■ Source extract ■
## start
Known unofficially as the Crypto Wars, this era of friction between governmental powers and the entrepreneurs and builders of a new technological paradigm echoes to the present day as governments are forced to acknowledge the emergence of a borderless, leaderless financial system heralded by Bitcoin.
eCash
David Chaum is perhaps the most influential person in the cryptocurrency space. His pioneering work in digital currency systems dates back to the eighties when the internet was still in its nascent stages before the launch of the World Wide Web.
In 1981, Chaum published a groundbreaking paper, “Untraceable Electronic Mail, Return Addresses, and Digital Pseudonyms” — a foundational document in the realm of privacy on the internet that directly led to the creation of privacy protocols such as Tor. In 1982, Chaum published “Blind Signatures for Untraceable Payments,” a keystone document that detailed an anonymous transaction system that would directly inspire future digital currency experiments.
The eCash payments system was Chaum’s attempt at bringing the privacy of physical cash and coins to the digital realm with the advent of electronic banking services. In 1989, Chaum founded DigiCash. Headquartered in Amsterdam, Chaum and his team built out the eCash protocol. Throughout the latter half of the nineties, Chaum struggled to secure enough partnerships with merchants and banks to sustain the project and ended up declaring bankruptcy in 1998.
While the venture didn’t last, eCash blazed new trails in the digital currency space. While not a natively digital currency like Bitcoin, eCash foreshadowed what have now come to be known as central bank digital currencies, or CBDCs, and stablecoins — digital assets backed by reserves and issued by a trusted third party such as a bank or corporation.
## end
■ Directives ■
1. List every four-digit year that the eCash passage mentions, in the order in which each year first appears.
2. Reproduce the portion of the eCash passage that begins at the words "Known unofficially as" and stops after the words "World Wide Web.".

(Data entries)
## start
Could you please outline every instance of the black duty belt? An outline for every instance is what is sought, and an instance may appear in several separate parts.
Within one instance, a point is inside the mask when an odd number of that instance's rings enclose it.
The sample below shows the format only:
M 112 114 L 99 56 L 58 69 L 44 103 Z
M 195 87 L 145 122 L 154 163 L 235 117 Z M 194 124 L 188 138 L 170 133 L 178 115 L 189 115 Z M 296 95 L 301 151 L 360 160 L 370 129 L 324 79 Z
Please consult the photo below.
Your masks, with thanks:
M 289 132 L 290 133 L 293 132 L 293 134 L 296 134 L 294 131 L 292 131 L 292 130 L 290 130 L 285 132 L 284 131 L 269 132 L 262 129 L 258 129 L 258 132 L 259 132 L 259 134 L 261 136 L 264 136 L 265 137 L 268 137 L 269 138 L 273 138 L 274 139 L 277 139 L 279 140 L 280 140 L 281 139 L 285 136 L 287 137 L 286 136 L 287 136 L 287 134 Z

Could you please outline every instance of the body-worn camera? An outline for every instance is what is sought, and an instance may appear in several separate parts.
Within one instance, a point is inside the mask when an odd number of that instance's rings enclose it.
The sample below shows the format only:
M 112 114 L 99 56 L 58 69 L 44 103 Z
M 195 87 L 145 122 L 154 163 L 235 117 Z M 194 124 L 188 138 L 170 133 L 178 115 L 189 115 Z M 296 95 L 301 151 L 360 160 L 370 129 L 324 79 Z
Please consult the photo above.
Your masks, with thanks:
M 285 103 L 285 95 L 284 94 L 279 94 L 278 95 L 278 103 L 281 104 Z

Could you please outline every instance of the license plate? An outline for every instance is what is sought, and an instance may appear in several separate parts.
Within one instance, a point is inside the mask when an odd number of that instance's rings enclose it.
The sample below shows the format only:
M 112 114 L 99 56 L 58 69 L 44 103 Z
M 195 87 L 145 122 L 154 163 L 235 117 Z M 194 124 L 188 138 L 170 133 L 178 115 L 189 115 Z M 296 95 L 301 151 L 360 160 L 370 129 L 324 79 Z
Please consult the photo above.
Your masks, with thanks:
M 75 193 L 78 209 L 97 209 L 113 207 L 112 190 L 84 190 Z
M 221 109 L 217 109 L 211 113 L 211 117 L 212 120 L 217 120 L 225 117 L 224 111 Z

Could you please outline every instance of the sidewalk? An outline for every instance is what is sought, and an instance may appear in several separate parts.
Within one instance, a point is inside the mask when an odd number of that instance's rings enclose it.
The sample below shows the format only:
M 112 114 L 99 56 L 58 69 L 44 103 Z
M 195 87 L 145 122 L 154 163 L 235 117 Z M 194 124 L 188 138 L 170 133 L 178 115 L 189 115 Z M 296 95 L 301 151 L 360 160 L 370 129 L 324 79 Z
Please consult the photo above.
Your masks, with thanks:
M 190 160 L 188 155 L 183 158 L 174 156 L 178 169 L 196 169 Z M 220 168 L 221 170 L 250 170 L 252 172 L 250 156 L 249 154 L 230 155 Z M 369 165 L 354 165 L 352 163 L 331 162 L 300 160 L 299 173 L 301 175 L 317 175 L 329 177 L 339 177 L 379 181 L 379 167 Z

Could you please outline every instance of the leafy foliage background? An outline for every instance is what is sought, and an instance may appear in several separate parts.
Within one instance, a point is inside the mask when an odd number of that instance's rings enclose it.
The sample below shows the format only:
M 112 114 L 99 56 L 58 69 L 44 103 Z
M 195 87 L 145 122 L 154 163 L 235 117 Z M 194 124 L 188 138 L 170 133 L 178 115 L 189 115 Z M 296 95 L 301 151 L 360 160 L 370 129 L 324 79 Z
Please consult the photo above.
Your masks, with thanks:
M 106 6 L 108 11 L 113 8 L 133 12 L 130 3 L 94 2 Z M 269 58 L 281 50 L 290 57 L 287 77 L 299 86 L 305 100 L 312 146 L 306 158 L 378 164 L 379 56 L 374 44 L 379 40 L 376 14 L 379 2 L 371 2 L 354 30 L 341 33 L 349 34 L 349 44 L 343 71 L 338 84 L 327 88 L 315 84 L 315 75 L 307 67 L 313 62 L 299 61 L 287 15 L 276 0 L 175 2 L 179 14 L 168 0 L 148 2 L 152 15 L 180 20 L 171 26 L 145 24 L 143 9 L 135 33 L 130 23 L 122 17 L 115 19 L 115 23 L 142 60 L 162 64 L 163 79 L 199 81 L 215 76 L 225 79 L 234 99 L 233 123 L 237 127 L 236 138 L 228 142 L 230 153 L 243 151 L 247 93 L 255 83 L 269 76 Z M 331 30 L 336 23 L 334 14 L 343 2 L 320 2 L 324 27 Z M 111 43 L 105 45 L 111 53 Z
## end
■ Solutions per task ■
1. 1981, 1982, 1989, 1998

2.
Known unofficially as the Crypto Wars, this era of friction between governmental powers and the entrepreneurs and builders of a new technological paradigm echoes to the present day as governments are forced to acknowledge the emergence of a borderless, leaderless financial system heralded by Bitcoin.
eCash
David Chaum is perhaps the most influential person in the cryptocurrency space. His pioneering work in digital currency systems dates back to the eighties when the internet was still in its nascent stages before the launch of the World Wide Web.